Records excerpted from a collection:
>>

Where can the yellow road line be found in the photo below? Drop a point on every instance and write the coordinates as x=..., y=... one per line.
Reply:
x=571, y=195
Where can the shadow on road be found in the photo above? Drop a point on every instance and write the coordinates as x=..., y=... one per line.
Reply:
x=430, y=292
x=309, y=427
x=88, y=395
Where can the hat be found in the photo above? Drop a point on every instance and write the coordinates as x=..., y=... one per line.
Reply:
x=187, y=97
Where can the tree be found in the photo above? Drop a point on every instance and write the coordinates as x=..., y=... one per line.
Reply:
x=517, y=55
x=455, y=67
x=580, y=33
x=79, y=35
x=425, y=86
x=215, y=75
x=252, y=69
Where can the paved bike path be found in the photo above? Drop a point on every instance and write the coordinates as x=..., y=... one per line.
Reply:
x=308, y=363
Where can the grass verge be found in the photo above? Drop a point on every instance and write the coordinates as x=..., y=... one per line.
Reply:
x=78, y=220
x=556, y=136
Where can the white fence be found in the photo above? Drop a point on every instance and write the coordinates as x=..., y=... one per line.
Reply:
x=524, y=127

<<

▸ Aim of the task:
Print the records again in their entirety, character for character.

▸ Written solution:
Where can the yellow road line be found in the photo below? Drop a point on every instance and write the coordinates as x=..., y=... one per line.
Reply:
x=571, y=195
Where can the shadow on road be found in the photo above? Drop a point on every instance and write the coordinates as x=..., y=... one per line.
Reply:
x=430, y=292
x=309, y=427
x=88, y=395
Where can the hat be found in the photo above? Drop a point on every instance and write the coordinates as x=..., y=... one per line.
Reply:
x=187, y=97
Where can the tree be found in the photo above? Drop a point on every instance and write the coordinates as x=..., y=... one per line.
Reply:
x=517, y=55
x=455, y=67
x=580, y=33
x=79, y=35
x=425, y=86
x=215, y=75
x=252, y=69
Where can the paved bike path be found in the photo above? Drop a point on every instance and write the coordinates as x=..., y=... one per line.
Reply:
x=308, y=363
Where can the grass verge be found in the photo above? Drop a point on every instance and write the coordinates as x=..., y=... one per line.
Reply:
x=78, y=220
x=556, y=136
Where can the white fence be found in the photo above? Drop a point on every instance and write the coordinates as x=..., y=... one per line.
Reply:
x=524, y=127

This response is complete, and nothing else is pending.